GOAL OF THE EXERCISE:
Pictures aside, write out every record exactly as it appears.

TASK MATERIAL:

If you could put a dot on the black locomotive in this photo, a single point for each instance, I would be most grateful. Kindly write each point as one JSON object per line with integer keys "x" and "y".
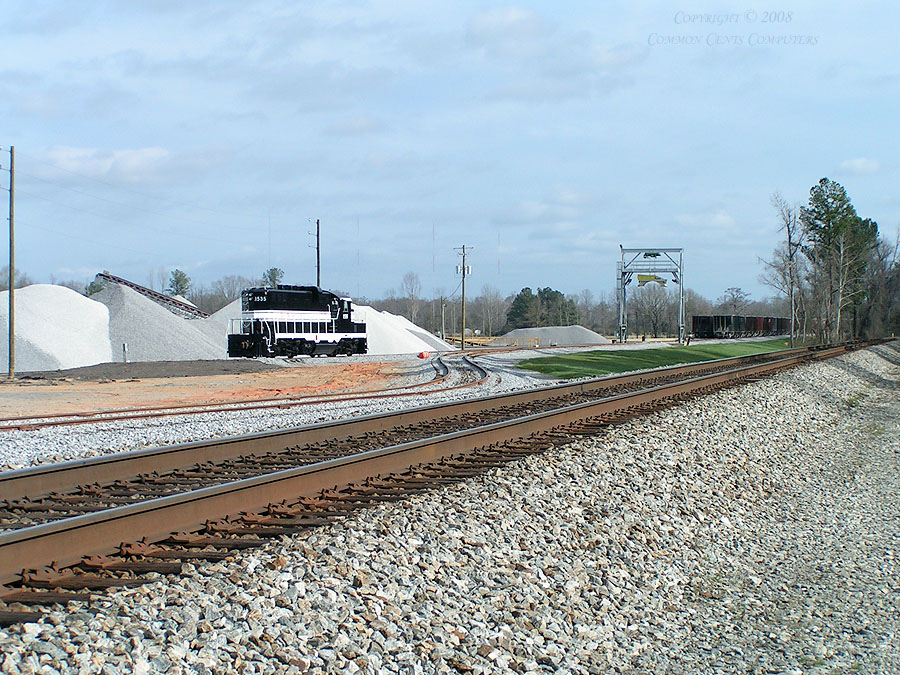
{"x": 293, "y": 320}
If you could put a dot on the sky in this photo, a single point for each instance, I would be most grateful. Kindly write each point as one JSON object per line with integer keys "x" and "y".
{"x": 211, "y": 135}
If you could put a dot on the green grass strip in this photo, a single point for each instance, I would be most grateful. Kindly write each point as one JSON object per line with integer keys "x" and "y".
{"x": 603, "y": 362}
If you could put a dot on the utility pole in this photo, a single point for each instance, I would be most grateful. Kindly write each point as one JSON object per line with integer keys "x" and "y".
{"x": 465, "y": 271}
{"x": 12, "y": 263}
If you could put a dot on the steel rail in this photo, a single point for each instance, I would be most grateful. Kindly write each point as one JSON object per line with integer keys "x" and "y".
{"x": 151, "y": 412}
{"x": 46, "y": 479}
{"x": 155, "y": 519}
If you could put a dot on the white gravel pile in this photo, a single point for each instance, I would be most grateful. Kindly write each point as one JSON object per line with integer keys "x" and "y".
{"x": 752, "y": 531}
{"x": 56, "y": 327}
{"x": 217, "y": 325}
{"x": 550, "y": 336}
{"x": 389, "y": 334}
{"x": 152, "y": 332}
{"x": 434, "y": 343}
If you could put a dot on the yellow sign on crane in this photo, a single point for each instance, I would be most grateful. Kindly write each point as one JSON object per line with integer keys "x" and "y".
{"x": 644, "y": 279}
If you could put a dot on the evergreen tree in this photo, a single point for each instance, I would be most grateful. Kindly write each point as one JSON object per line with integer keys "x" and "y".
{"x": 179, "y": 283}
{"x": 272, "y": 277}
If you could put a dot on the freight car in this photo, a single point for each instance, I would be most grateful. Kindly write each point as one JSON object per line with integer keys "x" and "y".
{"x": 733, "y": 326}
{"x": 292, "y": 320}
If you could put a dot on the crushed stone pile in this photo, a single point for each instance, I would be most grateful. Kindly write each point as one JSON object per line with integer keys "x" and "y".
{"x": 436, "y": 343}
{"x": 388, "y": 335}
{"x": 217, "y": 325}
{"x": 152, "y": 332}
{"x": 560, "y": 335}
{"x": 56, "y": 328}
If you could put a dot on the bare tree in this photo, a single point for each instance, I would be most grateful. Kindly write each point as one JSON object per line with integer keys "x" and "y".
{"x": 734, "y": 300}
{"x": 493, "y": 307}
{"x": 230, "y": 287}
{"x": 410, "y": 287}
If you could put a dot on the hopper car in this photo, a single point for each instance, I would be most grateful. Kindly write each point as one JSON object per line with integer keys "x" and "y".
{"x": 733, "y": 326}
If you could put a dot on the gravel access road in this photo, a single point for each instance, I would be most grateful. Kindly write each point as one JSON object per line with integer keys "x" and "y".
{"x": 752, "y": 531}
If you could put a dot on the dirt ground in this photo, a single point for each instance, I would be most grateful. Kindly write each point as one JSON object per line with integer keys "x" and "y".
{"x": 119, "y": 385}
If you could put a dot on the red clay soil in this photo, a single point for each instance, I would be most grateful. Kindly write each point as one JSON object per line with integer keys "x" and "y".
{"x": 63, "y": 395}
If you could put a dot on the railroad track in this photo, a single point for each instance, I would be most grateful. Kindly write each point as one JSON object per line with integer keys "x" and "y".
{"x": 92, "y": 524}
{"x": 469, "y": 373}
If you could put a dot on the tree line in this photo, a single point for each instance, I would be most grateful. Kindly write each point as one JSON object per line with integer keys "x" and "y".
{"x": 840, "y": 276}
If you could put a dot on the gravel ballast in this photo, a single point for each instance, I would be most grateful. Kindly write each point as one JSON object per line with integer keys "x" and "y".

REPLY TO THE EXERCISE:
If you could put a dot on the black locomotive in this photo, a single point for each instance, I would be most grateful. Kindly write each point as one JSON object per line with integer keys "x" and "y".
{"x": 293, "y": 320}
If you could put a dot on the sky in this photo, a single point for each instance, I would be most grateful. Kindly write each point as one JSON object per line with integer keys "x" and "y".
{"x": 211, "y": 135}
If you could put a dot on the green grass strip in this photo, a single point for each instance, I would be most grateful. Kindly write each point as one JSON object per line with integer keys "x" and "y".
{"x": 603, "y": 362}
If you could put a dot on the utility pole in this photo, a single point for each instance, I would be most grateful. Kindly write each point as one JSON object per line with integer keys "x" and "y".
{"x": 465, "y": 271}
{"x": 12, "y": 263}
If you could put a dot on the steel rail in this photo, a single point for each instance, I would be most grateful. Kindly write each point as one JSON object per line with integer keys "x" and "y".
{"x": 151, "y": 412}
{"x": 46, "y": 479}
{"x": 155, "y": 519}
If you could put a dot on the white gravel pile in this photo, a single point for each instance, I would be most grateful. Kindly write each point as one JSON object per line with integer keys "x" and "y".
{"x": 752, "y": 531}
{"x": 56, "y": 327}
{"x": 217, "y": 325}
{"x": 550, "y": 336}
{"x": 389, "y": 334}
{"x": 152, "y": 332}
{"x": 434, "y": 343}
If you could put a dot on the yellow sign on crane in this photo, a single point for each instance, I would be most grateful. Kindly write each point as one JSON object per line with integer keys "x" and "y".
{"x": 644, "y": 279}
If you could put a dot on the evergreen tree in this photo, a single point for each instance, I would be most grateful. Kindly write each point as one JSON object per line with integer keys "x" and "y".
{"x": 179, "y": 283}
{"x": 272, "y": 277}
If you could put a dot on the freight car in this photo, a single point for each instance, I would be most grateful. Kindly write each point as one JSON object per line with integer keys "x" and "y".
{"x": 733, "y": 326}
{"x": 292, "y": 320}
If you could put a dot on the crushed stone pile in this photo, a single point for each instance, I would be most grateful. Kindly write each point as one JSON object per line with integer keys "x" and "y".
{"x": 436, "y": 343}
{"x": 388, "y": 335}
{"x": 217, "y": 325}
{"x": 152, "y": 332}
{"x": 560, "y": 335}
{"x": 56, "y": 328}
If you could put a dot on the bare tree in this photo, a single point for each instance, I would be most grateful. Kindly write each point as one JSON object per line with integer keys "x" and "y".
{"x": 734, "y": 300}
{"x": 493, "y": 307}
{"x": 230, "y": 287}
{"x": 410, "y": 287}
If you could put a dot on the hopper car in this photo, a single point for each instance, I would be most grateful. Kindly write each point as one JSON object per line with integer keys "x" and "y".
{"x": 733, "y": 326}
If you could put a dot on the gravel access road in this photo, a single point for each instance, I would be most grateful. Kindly write each point as one JSON object per line with integer keys "x" and "y".
{"x": 752, "y": 531}
If you could put a dot on the dirt ground in this photo, a single point for each instance, I would be most grateful. Kindly write each point as one JSON object per line with integer keys "x" and "y".
{"x": 119, "y": 385}
If you could put a dot on the red clay soil in this photo, a single point for each instance, I would be most grateful. Kindly write each point as one JSON object per line with integer keys "x" and "y".
{"x": 63, "y": 395}
If you could put a dot on the railroad track in this photo, a single point for each instance, I would be most grateful. Kindly write each point as one JSON object per line with integer keys "x" and "y".
{"x": 92, "y": 524}
{"x": 469, "y": 373}
If you could put a dot on the tree line in this photo, a single point for each instance, I would be most grateful. Kindly write each point as one JSON object per line with integer keys "x" and "y".
{"x": 840, "y": 276}
If you could put a dot on the gravel ballast in this photo, a single point for each instance, I would be most grateful. Kindly write each point as one JSON object per line with integer keys "x" and "y".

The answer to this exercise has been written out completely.